====== Document section
Whenever marriage or a similar significant-other long-term partnership is formed, the question of combining finances (and to what extent) is bound to arise.
And, oh what an interesting (and challenging) conversation it is.
If you’re having trouble bringing up or revisiting this conversation, it’s best to know the framework of possibilities and hear from personal experiences (I’ll share mine and hopefully others share their’s in the comments). That’s what this post is all about. So let’s get started.
Opposite Ends of the Combine Finances Spectrum
The extent to which a couple agrees to combine their finances usually has two opposite ends of the spectrum:
1. Financial Firewallers: these couples intentionally keeps all but common living expenses (food, rent, utilities) separate, and even those common living expenses are equally covered. They have separate bank accounts, separate savings, and even an agreement that should there be a break, finances will be kept separate.
2. Shared Poolers: these couples have one joint bank account from which all income and expenses are funneled – a “shared pool”, if you will. Retirement and other savings are combined.
My guess is that most fall much closer to the “shared pooler” model than the “financial firewaller”.
Somewhere in between, to varying levels, are those who have planned to split the expense of most items, yet still keep the remaining income and savings separate, for any number of reasons.
============
====== Supplied material
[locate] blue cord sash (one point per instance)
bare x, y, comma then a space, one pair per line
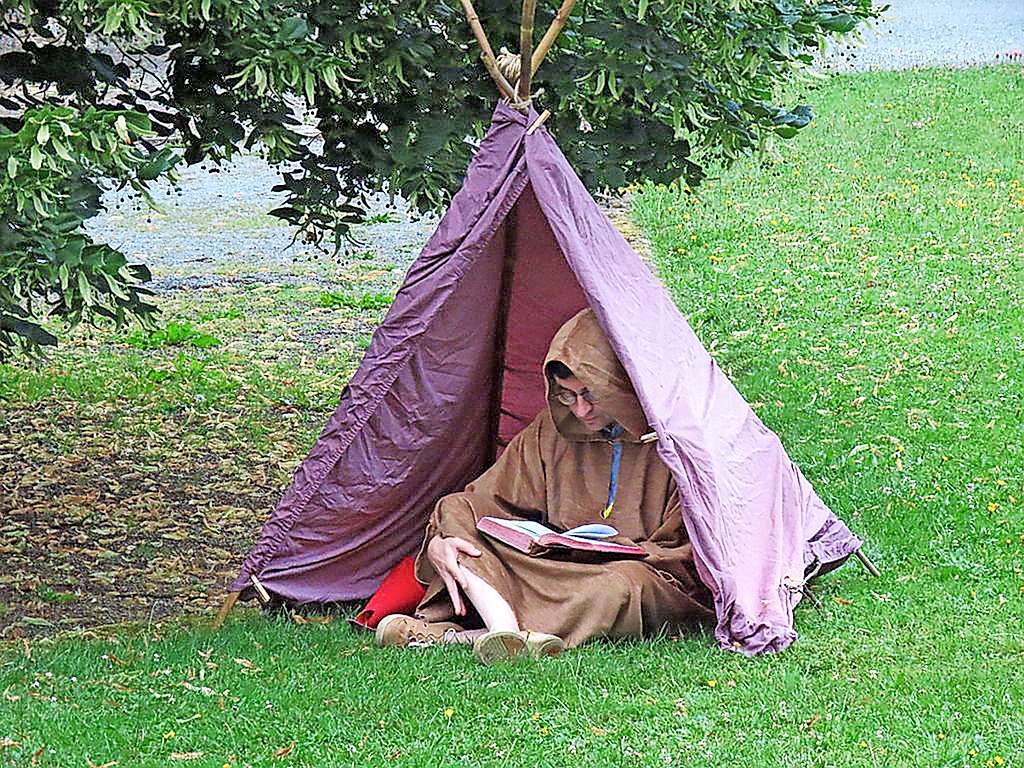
613, 432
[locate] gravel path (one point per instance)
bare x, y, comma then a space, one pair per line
937, 33
217, 230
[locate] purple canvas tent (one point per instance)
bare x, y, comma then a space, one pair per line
455, 372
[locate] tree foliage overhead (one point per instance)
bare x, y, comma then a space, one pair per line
348, 98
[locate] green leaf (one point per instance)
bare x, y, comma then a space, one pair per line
310, 94
293, 29
61, 151
121, 126
84, 288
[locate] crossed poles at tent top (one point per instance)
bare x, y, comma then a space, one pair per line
529, 59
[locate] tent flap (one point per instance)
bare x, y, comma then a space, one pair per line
416, 420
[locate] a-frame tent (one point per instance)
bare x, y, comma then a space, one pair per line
454, 372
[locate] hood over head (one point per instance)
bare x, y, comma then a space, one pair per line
583, 347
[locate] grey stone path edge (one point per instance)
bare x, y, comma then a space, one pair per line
216, 230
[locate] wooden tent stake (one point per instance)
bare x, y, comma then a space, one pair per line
866, 562
232, 597
261, 593
538, 123
486, 53
526, 48
549, 37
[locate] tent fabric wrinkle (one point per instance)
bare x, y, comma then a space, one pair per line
416, 422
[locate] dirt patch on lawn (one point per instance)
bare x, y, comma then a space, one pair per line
98, 526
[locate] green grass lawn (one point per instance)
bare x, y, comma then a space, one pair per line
864, 294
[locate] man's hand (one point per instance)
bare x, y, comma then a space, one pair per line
443, 555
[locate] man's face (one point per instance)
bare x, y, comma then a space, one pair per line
593, 418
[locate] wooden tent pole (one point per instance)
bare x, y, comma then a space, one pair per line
866, 562
232, 597
486, 53
526, 47
549, 37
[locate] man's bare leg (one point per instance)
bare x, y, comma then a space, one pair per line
496, 612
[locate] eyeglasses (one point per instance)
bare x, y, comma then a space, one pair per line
568, 397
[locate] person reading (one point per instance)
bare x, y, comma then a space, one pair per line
581, 461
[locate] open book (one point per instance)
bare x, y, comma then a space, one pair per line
535, 539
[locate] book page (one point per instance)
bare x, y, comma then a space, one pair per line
529, 527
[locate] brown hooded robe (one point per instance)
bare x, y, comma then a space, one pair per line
557, 473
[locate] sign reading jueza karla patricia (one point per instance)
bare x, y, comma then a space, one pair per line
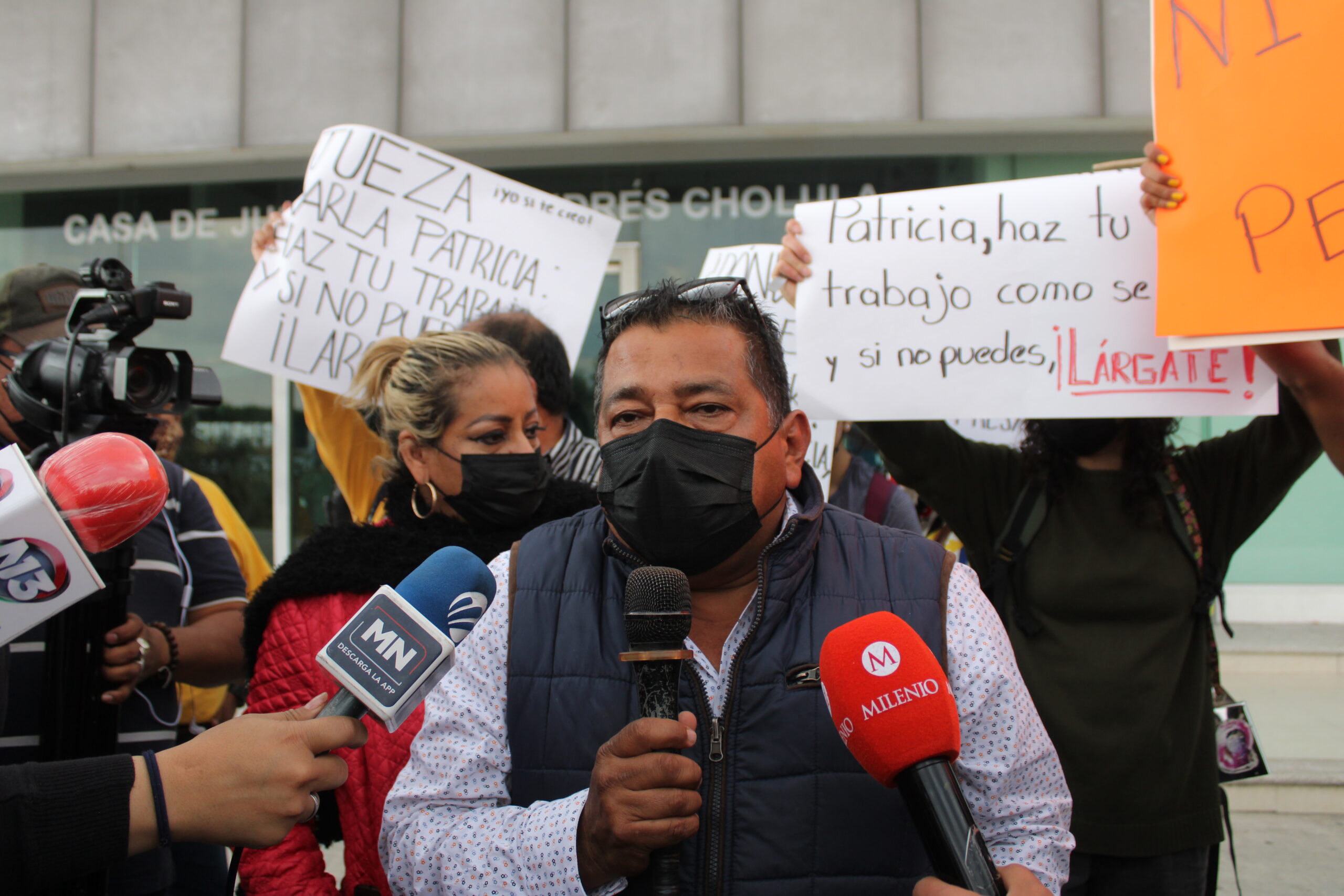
1023, 299
392, 238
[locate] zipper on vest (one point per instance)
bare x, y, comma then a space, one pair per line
716, 741
716, 812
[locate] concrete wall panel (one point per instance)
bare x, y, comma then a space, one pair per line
45, 80
474, 68
834, 62
644, 65
315, 64
1011, 58
166, 76
1127, 57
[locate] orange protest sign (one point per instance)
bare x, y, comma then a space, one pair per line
1245, 105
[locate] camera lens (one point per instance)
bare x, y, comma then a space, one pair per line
150, 381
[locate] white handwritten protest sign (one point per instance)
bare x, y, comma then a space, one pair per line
1025, 299
392, 238
754, 262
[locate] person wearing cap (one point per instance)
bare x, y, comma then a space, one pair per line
185, 621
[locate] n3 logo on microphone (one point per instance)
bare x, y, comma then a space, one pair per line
881, 659
32, 571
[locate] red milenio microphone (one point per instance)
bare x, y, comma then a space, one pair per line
891, 704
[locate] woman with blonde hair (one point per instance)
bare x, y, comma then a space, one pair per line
457, 414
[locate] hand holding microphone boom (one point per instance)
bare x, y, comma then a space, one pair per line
658, 621
401, 642
894, 711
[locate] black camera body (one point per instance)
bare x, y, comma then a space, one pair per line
96, 379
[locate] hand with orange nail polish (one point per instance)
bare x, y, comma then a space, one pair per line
1159, 186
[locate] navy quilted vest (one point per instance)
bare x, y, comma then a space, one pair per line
786, 808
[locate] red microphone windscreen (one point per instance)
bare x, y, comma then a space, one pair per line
887, 695
108, 487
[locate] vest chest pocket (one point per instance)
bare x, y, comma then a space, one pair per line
807, 675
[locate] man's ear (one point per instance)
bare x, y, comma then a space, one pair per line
796, 433
413, 456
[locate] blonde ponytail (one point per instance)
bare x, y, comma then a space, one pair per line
411, 385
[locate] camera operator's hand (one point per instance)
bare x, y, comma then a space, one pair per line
248, 781
265, 236
121, 659
637, 800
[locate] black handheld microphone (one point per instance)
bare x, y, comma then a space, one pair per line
658, 621
401, 642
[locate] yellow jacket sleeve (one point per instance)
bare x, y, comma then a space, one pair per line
202, 704
347, 448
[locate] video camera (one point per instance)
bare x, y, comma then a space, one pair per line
96, 379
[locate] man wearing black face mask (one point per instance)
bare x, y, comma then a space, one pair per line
530, 773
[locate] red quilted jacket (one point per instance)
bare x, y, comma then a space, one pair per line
287, 676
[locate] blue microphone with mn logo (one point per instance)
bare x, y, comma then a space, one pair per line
401, 642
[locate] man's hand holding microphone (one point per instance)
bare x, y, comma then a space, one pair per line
639, 800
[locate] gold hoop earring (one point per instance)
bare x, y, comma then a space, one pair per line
433, 500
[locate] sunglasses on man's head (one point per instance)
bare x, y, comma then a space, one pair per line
707, 291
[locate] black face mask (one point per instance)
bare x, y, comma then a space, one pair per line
499, 491
680, 498
1079, 438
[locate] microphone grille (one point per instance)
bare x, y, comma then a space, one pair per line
658, 606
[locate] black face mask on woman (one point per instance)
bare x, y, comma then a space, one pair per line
1079, 438
680, 498
499, 491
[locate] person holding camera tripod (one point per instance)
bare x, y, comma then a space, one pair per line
185, 620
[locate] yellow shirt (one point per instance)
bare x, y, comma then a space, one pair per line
346, 446
202, 704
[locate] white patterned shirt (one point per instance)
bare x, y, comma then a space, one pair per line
448, 825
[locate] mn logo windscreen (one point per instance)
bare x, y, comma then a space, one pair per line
383, 649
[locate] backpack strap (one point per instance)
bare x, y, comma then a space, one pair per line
512, 594
879, 493
1180, 513
1025, 522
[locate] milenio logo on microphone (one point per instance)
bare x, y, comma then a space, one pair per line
881, 659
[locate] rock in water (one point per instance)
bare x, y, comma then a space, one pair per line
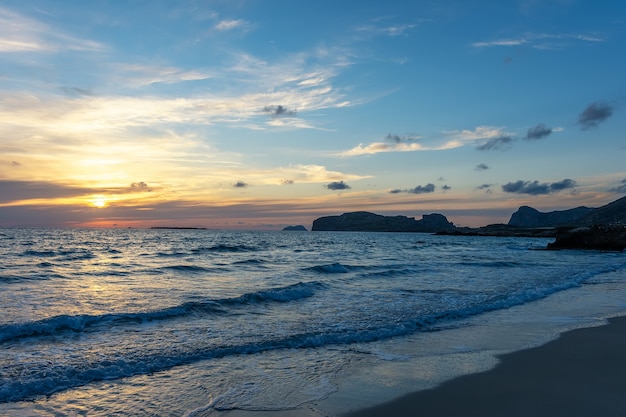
363, 221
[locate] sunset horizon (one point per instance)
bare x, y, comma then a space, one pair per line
246, 117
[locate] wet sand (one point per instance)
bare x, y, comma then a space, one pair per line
582, 373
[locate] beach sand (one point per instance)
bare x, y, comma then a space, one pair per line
582, 373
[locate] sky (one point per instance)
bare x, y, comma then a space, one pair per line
258, 114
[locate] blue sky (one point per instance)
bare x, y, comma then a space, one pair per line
260, 114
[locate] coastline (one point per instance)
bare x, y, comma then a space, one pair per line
582, 373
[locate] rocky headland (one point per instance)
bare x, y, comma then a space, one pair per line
363, 221
578, 228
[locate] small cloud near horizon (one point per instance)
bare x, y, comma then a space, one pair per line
537, 188
620, 188
538, 132
337, 185
279, 111
420, 189
594, 114
497, 143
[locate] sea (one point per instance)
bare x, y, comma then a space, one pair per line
194, 322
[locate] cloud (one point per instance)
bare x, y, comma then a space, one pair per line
380, 147
307, 174
231, 24
593, 115
401, 139
373, 29
19, 33
76, 91
139, 186
540, 40
278, 111
135, 75
420, 189
536, 188
497, 143
338, 185
12, 191
538, 132
620, 188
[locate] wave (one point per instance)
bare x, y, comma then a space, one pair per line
84, 322
188, 268
9, 279
66, 255
335, 268
225, 248
29, 383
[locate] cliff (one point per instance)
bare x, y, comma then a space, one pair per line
614, 212
529, 217
362, 221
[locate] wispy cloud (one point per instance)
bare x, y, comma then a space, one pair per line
135, 75
497, 143
380, 147
621, 188
538, 132
232, 24
537, 188
540, 40
19, 33
337, 185
420, 189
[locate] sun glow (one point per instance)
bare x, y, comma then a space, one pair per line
98, 201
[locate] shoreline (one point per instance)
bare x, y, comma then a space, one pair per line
582, 373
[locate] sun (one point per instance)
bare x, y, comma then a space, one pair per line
99, 201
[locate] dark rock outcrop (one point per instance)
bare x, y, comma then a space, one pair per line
529, 217
298, 228
610, 237
362, 221
501, 230
614, 212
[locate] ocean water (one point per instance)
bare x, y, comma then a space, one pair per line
107, 322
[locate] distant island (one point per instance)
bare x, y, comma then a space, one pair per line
============
- **Work to do**
(1) Update the post on combining finances, giving everything from "Opposite Ends of the Combine" down to "savings are combined." with "Retirement" changed to "Pension".
(2) Write what comes next in the post on combining finances, starting after its final sentence.

- **Answers for the tasks**
(1)
Opposite Ends of the Combine Finances Spectrum
The extent to which a couple agrees to combine their finances usually has two opposite ends of the spectrum:
1. Financial Firewallers: these couples intentionally keeps all but common living expenses (food, rent, utilities) separate, and even those common living expenses are equally covered. They have separate bank accounts, separate savings, and even an agreement that should there be a break, finances will be kept separate.
2. Shared Poolers: these couples have one joint bank account from which all income and expenses are funneled – a “shared pool”, if you will. Pension and other savings are combined.

(2)
External and Internal Influences
How a couple operates is usually dynamic, not static. And it’s influenced by a number of factors:
- each individual’s view on money
- children (from past or present relationships)
- each individual’s consumption habits
- special needs
- employment status
- length of relationship
In other words, life can get in the way of any good plan. It’s inevitable that the longer the relationship lasts, the more combined the finances will become.
Does that mean everyone should just pool everything right from the beginning so as to not delay the inevitable?
The Benefits of Separate Finances
Why should one even bother with separate finances when it’s clearly easier just to pool everything?
For one, it forces you to know what your monthly expenses are and keep tabs on what a good and bad month are. It also forces you to equally work towards shared financial goals (a large shared purchase, vacation, etc). And it’s hard for one half to feel entitled to do nothing when this structure is set.
It also does give a bit of permission to use the separate savings towards personal hobbies, education, and purchases with less of a chance of strong feelings of resentment.
For any couple entering into a live-in relationship, I highly recommend keeping some degree of financial separation for these reasons.
With all that being said, there are definitely benefits to a pooled or semi-pooled approach. My personal story should best describe what I think the biggest is and opportune times to use it.
My Personal Money and Marriage Ideological Evolution
When my wife and I first married (7 years ago), we were mostly financial firewallers. We started out immediately with separate bank accounts, to which our income was direct deposited. From there, we determined what out average monthly living expenses were, added a small cushion, and then each set up a second direct deposit of an equal 50% to cover those joint living expenses.
If we had a big joint expense coming up, we’d add equal amounts to our joint account, without exception.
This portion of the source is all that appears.